• _Dataset records_
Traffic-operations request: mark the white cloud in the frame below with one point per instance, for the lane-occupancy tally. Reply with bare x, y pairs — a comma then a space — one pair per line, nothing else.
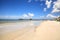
42, 16
27, 16
45, 9
51, 16
48, 3
9, 17
30, 14
24, 16
29, 1
56, 6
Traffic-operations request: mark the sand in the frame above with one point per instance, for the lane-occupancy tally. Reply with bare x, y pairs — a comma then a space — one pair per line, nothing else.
48, 30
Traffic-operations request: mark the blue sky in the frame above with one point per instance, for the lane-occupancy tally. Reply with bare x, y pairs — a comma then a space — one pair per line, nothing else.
36, 9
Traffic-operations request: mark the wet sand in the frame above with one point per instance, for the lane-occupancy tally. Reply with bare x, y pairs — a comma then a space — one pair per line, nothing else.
48, 30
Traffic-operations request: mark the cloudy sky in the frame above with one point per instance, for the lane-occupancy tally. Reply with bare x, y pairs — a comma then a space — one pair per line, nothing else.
36, 9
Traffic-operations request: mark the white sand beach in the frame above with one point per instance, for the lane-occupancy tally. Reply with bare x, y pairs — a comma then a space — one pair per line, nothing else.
48, 30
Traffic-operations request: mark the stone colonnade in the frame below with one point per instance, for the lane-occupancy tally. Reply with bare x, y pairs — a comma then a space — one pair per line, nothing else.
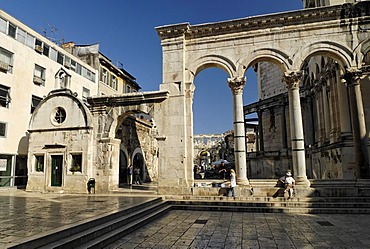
286, 39
296, 125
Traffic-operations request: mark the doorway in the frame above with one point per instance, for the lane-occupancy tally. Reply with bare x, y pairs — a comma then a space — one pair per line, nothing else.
56, 170
122, 169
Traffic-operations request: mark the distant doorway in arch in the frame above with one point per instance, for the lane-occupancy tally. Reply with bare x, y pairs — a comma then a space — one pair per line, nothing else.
139, 162
122, 169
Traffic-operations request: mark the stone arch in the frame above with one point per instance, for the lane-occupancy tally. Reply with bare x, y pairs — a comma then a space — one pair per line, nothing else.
275, 56
138, 160
362, 50
115, 116
209, 61
342, 54
124, 161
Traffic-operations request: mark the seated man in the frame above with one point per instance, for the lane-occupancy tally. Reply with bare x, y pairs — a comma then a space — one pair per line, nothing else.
289, 183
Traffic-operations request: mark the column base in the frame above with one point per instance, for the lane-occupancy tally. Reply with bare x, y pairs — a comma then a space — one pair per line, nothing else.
242, 182
302, 182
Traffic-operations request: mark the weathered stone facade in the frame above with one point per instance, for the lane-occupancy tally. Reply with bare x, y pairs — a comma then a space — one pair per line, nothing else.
71, 143
289, 40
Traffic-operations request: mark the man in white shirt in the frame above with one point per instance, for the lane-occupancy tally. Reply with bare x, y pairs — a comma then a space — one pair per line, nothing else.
289, 183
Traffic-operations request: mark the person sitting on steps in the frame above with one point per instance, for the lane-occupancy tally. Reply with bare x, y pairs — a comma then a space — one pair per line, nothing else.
289, 183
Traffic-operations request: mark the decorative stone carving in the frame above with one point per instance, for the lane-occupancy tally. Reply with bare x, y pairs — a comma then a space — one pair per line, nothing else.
237, 84
292, 79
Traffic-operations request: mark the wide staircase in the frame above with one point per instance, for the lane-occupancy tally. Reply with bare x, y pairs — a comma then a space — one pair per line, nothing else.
105, 230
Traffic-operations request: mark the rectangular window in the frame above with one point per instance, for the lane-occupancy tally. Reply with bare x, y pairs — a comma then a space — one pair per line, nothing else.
46, 49
78, 69
3, 25
76, 163
12, 30
21, 36
39, 163
6, 61
53, 54
34, 102
4, 96
114, 82
39, 75
30, 41
2, 129
60, 58
67, 62
73, 65
104, 76
85, 93
38, 46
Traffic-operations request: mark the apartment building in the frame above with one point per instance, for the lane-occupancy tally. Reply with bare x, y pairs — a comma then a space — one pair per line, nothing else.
113, 79
30, 67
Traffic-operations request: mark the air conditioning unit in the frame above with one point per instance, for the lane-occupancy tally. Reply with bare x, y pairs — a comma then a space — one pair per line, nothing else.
38, 48
4, 67
38, 80
67, 65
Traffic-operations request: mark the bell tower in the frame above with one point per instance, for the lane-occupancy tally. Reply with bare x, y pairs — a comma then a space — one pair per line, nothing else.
321, 3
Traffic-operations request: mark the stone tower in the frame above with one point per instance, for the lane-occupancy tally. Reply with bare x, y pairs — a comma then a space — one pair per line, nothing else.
321, 3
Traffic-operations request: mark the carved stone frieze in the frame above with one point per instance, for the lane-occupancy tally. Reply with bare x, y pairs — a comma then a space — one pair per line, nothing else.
237, 84
292, 79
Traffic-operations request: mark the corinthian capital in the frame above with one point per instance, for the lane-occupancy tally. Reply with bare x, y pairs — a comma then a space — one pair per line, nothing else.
292, 79
353, 76
237, 84
189, 90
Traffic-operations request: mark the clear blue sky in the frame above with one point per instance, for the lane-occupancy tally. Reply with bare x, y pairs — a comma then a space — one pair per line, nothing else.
126, 32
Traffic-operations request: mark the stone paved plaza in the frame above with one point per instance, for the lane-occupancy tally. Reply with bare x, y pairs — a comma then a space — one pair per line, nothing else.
195, 229
25, 215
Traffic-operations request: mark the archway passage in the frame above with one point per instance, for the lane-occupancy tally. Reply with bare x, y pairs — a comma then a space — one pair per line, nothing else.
123, 164
286, 39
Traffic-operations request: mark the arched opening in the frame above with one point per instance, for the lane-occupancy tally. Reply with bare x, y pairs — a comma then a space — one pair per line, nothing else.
139, 147
123, 164
212, 122
138, 164
266, 117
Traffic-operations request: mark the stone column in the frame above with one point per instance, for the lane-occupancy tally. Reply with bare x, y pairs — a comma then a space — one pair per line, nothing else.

• _What is required_
Write the material above out again exactly. Omit every image.

• _Result of the exercise_
Traffic-operations request: mark the white cloud in the frame below with one point per instance, for the lane-occupancy tally. Reply with bare x, y pairs — a comma then a space — one pair per line, nothing else.
42, 16
27, 16
45, 9
51, 16
48, 3
9, 17
30, 14
24, 16
29, 1
56, 6
Traffic-operations request: mark the sand in the frame above with one point per instance, for the lane-occupancy tally. Reply with bare x, y pairs — a comma then a space — one pair per line, nothing else.
48, 30
Traffic-operations request: mark the blue sky in the frame above with one point per instance, for the lane-occupancy tally. Reply with bare x, y pairs — a comma then a space — one pair per line, nothing else.
36, 9
Traffic-operations request: mark the wet sand in the frame above with one point per instance, for the lane-occupancy tally. Reply with bare x, y pairs — a comma then a space — one pair per line, nothing else.
48, 30
Traffic-operations request: mark the cloudy sky in the frame above with one point per instance, for the lane-occupancy tally. Reply with bare x, y pairs — a comma then a space — one pair per line, nothing else.
36, 9
Traffic-operations request: mark the white sand beach in the frame above with one point per instance, for the lane-occupancy tally. Reply with bare x, y pairs — a comma then a space — one pair per line, nothing else.
48, 30
Traffic-operations request: mark the stone colonnade in the frame below with one point per instance, for the lane-occupancy tally. Reply with bare x, y pairs — a comma then a space — one pair per line, nothing else.
286, 39
296, 125
Traffic-operations request: mark the doorway in the frame above with one point per instance, for the lane-occupancy tally. Reply with bare x, y pairs — a comma then a space — one pair per line, nothing else.
56, 170
122, 169
Traffic-operations request: mark the distant doorway in arch in the frame above with one point per instance, for the lane-occupancy tally. Reply with bare x, y pairs — a comma then a space — one pair per line, nothing else.
139, 162
122, 169
Traffic-operations request: mark the stone arch in the frame above with one point per instance, for the lane-occupancy tally. Reply with bare x, y pairs — a comma then a space — one pair per line, nothing else.
275, 56
138, 160
362, 50
115, 116
209, 61
342, 54
124, 161
Traffic-operations request: mark the seated man in the frame above with one point per instance, for the lane-occupancy tally. Reply with bare x, y pairs — a comma then a space — one pair per line, nothing else.
289, 183
Traffic-operations request: mark the column base in the frame above with one point per instance, for the lane-occupancy tally. Reply with bare x, y pairs — a comma then a space — one pair per line, nothing else.
242, 182
302, 182
Traffic-operations request: mark the weathered stone facade in the frame above with one point per instance, for the lane-occupancy tally. Reply with bare x, y pairs — a comma then a space — one pair per line, nothing else.
71, 143
289, 40
Traffic-operations request: mark the man in white shirt in the frame above with one point per instance, for the lane-occupancy tally. Reply with bare x, y pairs — a comma then a space — one pair per line, nothing else.
289, 183
Traffic-operations request: mark the person sitting on steps in the frame above with one point per instance, for the lane-occupancy tally. Reply with bare x, y pairs — a comma then a space — one pair per line, nothing else.
289, 183
Traffic-operations request: mark the decorative stone carving in the frame above with one point per instance, for the lane-occupancy tally. Reply with bare x, y pairs — a comma then a space — one pair per line, nothing else.
237, 84
292, 79
Traffic-operations request: mark the wide staircase in the frame above with one point per instance, for the lane-occupancy tally. Reply with bare x, y pairs — a comma then a space — one pair per line, nothing else.
105, 230
Traffic-operations request: mark the rectangular window in the frame above with one point per instance, for the lane-occupancy tally. Reply with bare x, y pairs — a comma then a space — one pair per line, nothing else.
46, 49
78, 69
3, 25
76, 163
12, 30
21, 36
39, 163
6, 61
53, 54
34, 102
4, 96
114, 82
39, 75
30, 41
2, 129
60, 58
67, 62
73, 65
104, 76
85, 93
38, 46
Traffic-operations request: mark the apartment building in the frame above with one point per instance, for the lane-occupancy tally. Reply with bare x, y pairs — a comma then a space — one pair per line, nothing else.
113, 79
30, 67
Traffic-operations request: mark the air conditioning unit in the frame above with one point per instance, for the lane-occupancy tally. Reply with bare x, y pairs — a comma then a space — one pair per line, nothing else.
38, 48
4, 67
38, 80
67, 65
Traffic-operations request: mark the bell tower in the frame above with one point per instance, for the lane-occupancy tally. Reply with bare x, y pairs — a comma then a space — one pair per line, nothing else.
321, 3
Traffic-operations request: mark the stone tower in the frame above with one point per instance, for the lane-occupancy tally. Reply with bare x, y pairs — a comma then a space — one pair per line, nothing else.
321, 3
Traffic-operations request: mark the carved stone frieze in the frame above with one point per instance, for the lane-occupancy tally. Reply with bare x, y pairs — a comma then a space — one pair per line, nothing else.
237, 84
292, 79
Traffic-operations request: mark the corinthian capital in the frame above with one point per instance, for the lane-occupancy tally. Reply with bare x, y pairs — a comma then a space — one pair per line, nothing else.
292, 79
353, 76
237, 84
189, 90
Traffic-operations request: mark the clear blue sky in the frame above with one point per instance, for the lane-occupancy tally. Reply with bare x, y pairs — a comma then a space — one pair per line, nothing else.
126, 32
Traffic-operations request: mark the stone paved plaza in the frame above with one point per instance, for the lane-occupancy tally. Reply with bare x, y pairs — a comma then a space — one pair per line, nothing else.
195, 229
25, 215
Traffic-operations request: mark the archway passage in the frame above with one point per instance, for the lane-occupancy tally. Reply with bare x, y pairs — a comma then a space — one pair per line, nothing else.
123, 164
286, 39
Traffic-operations request: mark the arched opening in the frame above with one point per instance, for the lane-occupancy tally. Reply with bare x, y pairs — a comma then a space — one pair per line, nothing else.
139, 147
123, 164
212, 122
138, 164
266, 117
Traffic-operations request: mark the stone column in the frame above with one point per instance, for the lane-occupancy tally. Reply with bare x, y pairs — a comma then a space — one pair per line, nothing else.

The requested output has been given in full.